**Task brief:** Beginning at the line that contains "of the forested" and ending at the last line of the entries, write out each line exactly; include nothing outside that span.

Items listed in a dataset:

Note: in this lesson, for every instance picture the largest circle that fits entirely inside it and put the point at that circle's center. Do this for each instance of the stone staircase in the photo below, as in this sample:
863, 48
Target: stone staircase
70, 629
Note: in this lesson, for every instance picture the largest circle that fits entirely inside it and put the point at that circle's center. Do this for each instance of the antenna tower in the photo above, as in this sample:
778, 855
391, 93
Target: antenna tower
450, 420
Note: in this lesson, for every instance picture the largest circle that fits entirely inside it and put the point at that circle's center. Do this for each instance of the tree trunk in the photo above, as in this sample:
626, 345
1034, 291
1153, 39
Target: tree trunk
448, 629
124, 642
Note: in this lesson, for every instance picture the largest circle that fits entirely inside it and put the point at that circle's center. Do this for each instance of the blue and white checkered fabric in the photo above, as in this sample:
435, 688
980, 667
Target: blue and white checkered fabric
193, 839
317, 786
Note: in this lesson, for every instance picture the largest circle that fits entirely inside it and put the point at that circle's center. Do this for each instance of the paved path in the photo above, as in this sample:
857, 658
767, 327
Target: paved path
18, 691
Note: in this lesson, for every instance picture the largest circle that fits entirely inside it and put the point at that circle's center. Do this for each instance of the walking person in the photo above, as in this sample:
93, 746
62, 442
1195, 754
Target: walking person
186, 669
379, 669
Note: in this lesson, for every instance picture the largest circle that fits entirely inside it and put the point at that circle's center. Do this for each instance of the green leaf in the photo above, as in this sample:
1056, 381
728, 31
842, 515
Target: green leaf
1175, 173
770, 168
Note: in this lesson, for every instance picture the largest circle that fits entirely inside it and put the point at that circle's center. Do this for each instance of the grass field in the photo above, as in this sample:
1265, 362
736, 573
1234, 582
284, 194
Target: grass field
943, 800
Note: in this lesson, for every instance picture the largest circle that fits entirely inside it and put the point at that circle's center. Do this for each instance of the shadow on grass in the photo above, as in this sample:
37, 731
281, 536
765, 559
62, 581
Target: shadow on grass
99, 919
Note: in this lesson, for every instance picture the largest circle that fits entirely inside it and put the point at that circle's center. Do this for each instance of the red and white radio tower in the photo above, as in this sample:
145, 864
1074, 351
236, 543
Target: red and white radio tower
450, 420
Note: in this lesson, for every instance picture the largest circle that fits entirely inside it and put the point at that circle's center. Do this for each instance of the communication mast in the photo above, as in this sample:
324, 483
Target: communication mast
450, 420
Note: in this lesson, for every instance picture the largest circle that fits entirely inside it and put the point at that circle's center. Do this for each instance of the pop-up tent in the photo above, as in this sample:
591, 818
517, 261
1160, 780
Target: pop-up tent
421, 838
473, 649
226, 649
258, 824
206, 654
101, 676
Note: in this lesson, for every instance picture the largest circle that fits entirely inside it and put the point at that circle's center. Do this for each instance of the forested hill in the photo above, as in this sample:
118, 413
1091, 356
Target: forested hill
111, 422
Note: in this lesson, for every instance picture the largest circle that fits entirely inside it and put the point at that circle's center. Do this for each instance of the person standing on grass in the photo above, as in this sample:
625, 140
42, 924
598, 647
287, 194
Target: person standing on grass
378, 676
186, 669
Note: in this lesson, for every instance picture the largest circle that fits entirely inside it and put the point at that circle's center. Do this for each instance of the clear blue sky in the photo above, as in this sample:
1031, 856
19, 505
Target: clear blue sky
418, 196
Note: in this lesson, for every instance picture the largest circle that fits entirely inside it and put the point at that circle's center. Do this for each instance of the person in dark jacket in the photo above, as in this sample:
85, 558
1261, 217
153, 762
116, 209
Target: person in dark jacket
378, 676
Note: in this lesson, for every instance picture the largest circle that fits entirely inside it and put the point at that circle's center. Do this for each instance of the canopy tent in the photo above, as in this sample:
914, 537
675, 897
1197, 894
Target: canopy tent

**Response to the exercise:**
Note: in this lesson, for every instance picture the largest circle that fits entirely inside it and put the point at that circle's center. Do this for each instance of the forested hill in the photo above, as in this sample:
118, 413
1091, 356
Target: forested hill
111, 422
Note: in this lesson, for every instance picture the largest circle that fits entirely inside it and put the point at that circle's center. Do this for each instance of the person standing on grass in the photo above, as in this sample:
625, 140
42, 924
598, 647
287, 194
Target: person standing on grass
378, 676
186, 669
Note: in this lesson, for every instance picture the largest circle that fits entirely inside it and put the point at that circle's center. Do this for each instance of the clear blue sky in the photo above, as in this sample:
1031, 856
19, 505
Target: clear blue sky
418, 196
Note: in this lesson, for every instance picture the largest circle that fits entirely inside it and put the point at that circle's center. Do this for each instance of the person in dark jacket in the photo above, as in this sample:
85, 558
1261, 217
153, 762
116, 209
Target: person in dark jacket
378, 676
Note: in this lesson, for every instance picture the largest circle that fits entirely inside it and put the point at that circle's center. Do this for each instance of the canopy tent in the photo above, as in this sample:
914, 537
675, 897
1197, 894
Target: canopy tent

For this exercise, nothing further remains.